--- TASK LIST ---
A: Answer these questions using the article on the Fuel Exchange Forum:
(i) Where and on what dates was the 14th annual forum held?
(ii) Since what year has Defense Logistics Agency Energy Europe and Africa hosted the meeting?
(iii) How many international DLA Energy FEA agreements are there currently?
B: Continue the article on the Fuel Exchange Forum from its last sentence.

Strengthening NATO relationships and laying the groundwork for new fuel agreements, 13 countries and 64 participants gathered for the 14th annual Fuel Exchange Forum in Garmisch-Partenkirchen, Germany, Sept. 25-27.
Defense Logistics Agency Energy Europe and Africa has hosted the meeting since 2007.
“The meeting serves as an annual opportunity to bring together the international fuel agreement community,” said DLA Energy Europe and Africa Commander Army Lt. Col. Dennis Williams. “It’s a terrific opportunity to learn more about fuel infrastructure, future operations and share information which leads to increased partnership opportunities and the use of agreements.”
The forum offered Fuel Exchange Agreement partners the opportunity to reconcile their fuel accounts, expand knowledge of the FEA program through group discussions, observe real-time reconciliations and brief their fuel-related organizations and initiatives.
“We are here to learn from our foreign partners,” Williams said. “Out of the current 41 international DLA Energy FEA agreements, over half are here in Europe and Africa. We continue to improve and grow this forum through the interchange of open discussion with the many countries represented.”
Fuel exchange agreements provide fuel cross-servicing capabilities between partner nations and coalition forces worldwide during NATO exercises and operations, U.N. humanitarian assistance missions and peace time. FEA advantages include improved planning capability, cooperation and flexibility between allies and broader support networks and supply chains as well as cost savings and reduced administrative overhead. Over the years, this annual agreement forum continues to expand and includes key partners’ such as France, Italy, United Kingdom, Poland, Belgium, Greece, Spain, Netherlands and others.

--- SUPPLIED MATERIAL ---
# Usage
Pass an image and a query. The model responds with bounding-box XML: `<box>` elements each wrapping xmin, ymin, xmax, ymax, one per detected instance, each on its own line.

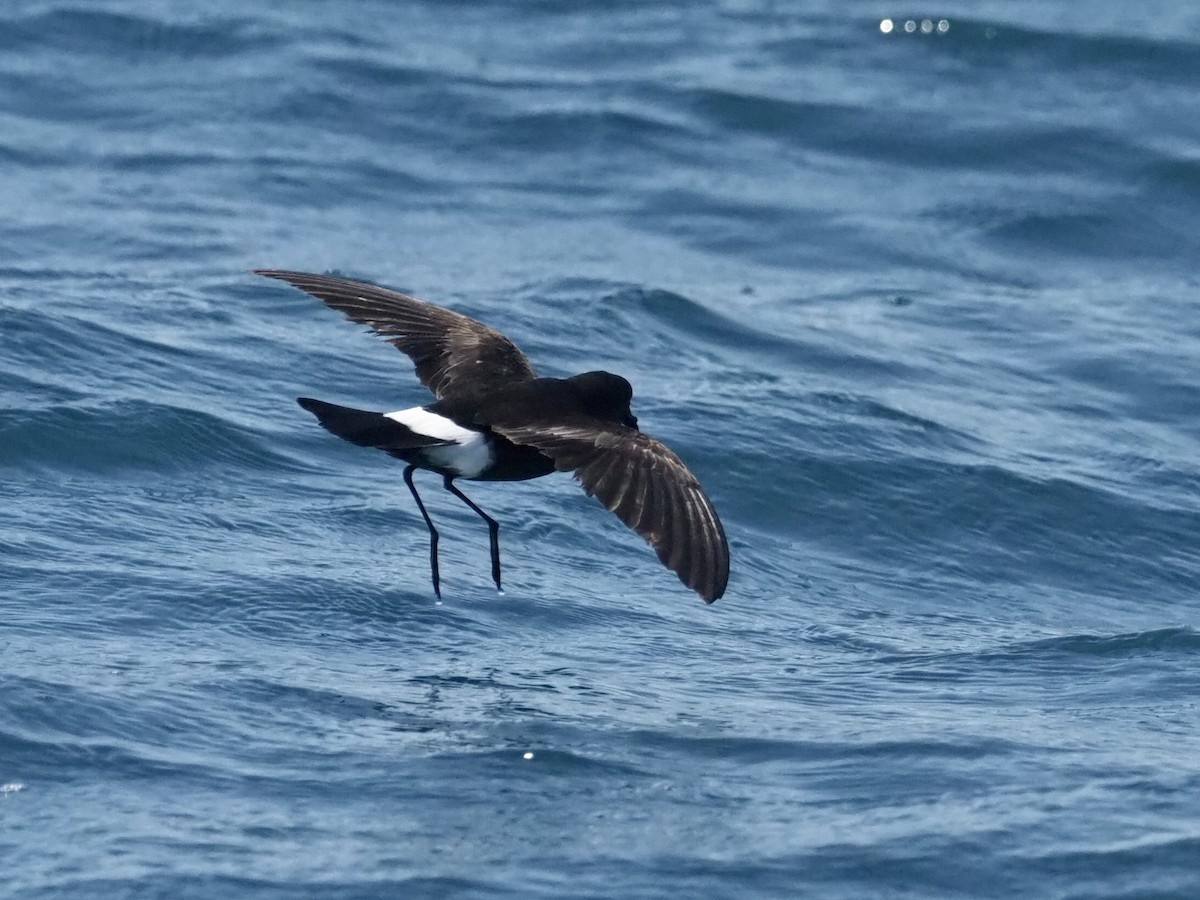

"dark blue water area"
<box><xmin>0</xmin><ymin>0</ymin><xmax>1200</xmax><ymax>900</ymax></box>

* * *

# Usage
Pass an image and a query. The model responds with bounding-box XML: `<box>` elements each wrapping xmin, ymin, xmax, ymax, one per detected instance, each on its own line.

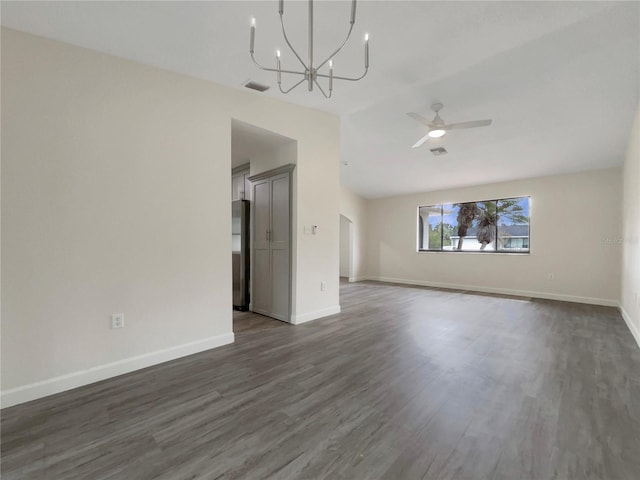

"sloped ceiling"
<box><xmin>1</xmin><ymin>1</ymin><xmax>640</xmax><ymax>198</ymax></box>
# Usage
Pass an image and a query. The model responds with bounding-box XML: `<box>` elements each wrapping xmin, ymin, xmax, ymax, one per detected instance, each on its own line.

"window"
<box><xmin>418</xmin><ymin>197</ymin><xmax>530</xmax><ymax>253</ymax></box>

...

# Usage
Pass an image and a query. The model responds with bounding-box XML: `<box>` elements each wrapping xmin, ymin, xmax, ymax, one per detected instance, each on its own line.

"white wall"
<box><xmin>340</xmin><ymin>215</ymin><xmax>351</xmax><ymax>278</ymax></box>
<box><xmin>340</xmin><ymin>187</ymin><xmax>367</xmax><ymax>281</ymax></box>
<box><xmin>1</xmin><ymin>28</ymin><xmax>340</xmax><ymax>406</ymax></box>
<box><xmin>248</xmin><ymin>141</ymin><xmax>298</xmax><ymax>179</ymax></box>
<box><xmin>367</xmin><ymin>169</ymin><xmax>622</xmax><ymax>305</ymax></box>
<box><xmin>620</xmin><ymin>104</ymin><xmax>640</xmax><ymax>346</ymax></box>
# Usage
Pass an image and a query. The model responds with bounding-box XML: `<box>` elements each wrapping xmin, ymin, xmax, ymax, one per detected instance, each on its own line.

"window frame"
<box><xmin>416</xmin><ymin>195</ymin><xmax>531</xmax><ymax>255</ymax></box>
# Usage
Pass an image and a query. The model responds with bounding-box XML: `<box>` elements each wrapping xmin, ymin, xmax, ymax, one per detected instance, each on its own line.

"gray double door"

--- OUTPUTS IN ORDER ---
A:
(i) Garmisch-Partenkirchen, Germany, Sept. 25-27.
(ii) 2007.
(iii) 41.

B:
“The international fuel agreements can provide the authority for DLA Energy to obtain fuel services such as pipeline access or product from the foreign country to meet current and emerging requirements,” said DLA Energy Europe and Africa International Agreements Chief Steven Helton. “International Agreements cover all major pipeline systems within the DLA Energy Europe and Africa region as well as key fuel depot locations. In addition, Acquisition Cross Servicing Agreement Orders for fuel can cover a specific event or identified time frame, not to exceed 12 months, while a more robust fuel agreement is established.”
For many of these partners, this meeting served as a launching point to begin the agreement process and collaboration efforts.
“Part of the benefit of the meeting is the ability to conduct the FEA reconciliation process with the ten current FEA partners present,” Helton said. “The benefit is having all these foreign partners in one place at one time. It’s also great opportunity to focus on existing fuel infrastructure improvements, and meet one-on-one with countries to discuss ongoing business.”
DLA Energy has authority from U.S. European Command to expand negotiations with several Eastern Europe countries. Many agreements are in the development phase. Over the years, the forum continues to expand to include new partners’ such as Latvia, Sweden, Norway, Lithuania, Romania, and others.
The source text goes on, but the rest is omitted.